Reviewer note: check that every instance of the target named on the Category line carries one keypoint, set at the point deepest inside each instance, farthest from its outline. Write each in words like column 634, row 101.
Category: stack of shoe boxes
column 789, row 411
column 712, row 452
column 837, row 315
+---+
▸ **GIVEN EXERCISE**: Write out all of the material above again, line for line, without changing a word.

▸ **SOLUTION FOR THIS EXERCISE**:
Reviewer note: check that every instance of the target named on the Category line carries one keypoint, set at the point deepest inside each instance, farthest from its outline. Write each in words like column 634, row 101.
Category: stack of shoe boxes
column 789, row 411
column 712, row 452
column 837, row 315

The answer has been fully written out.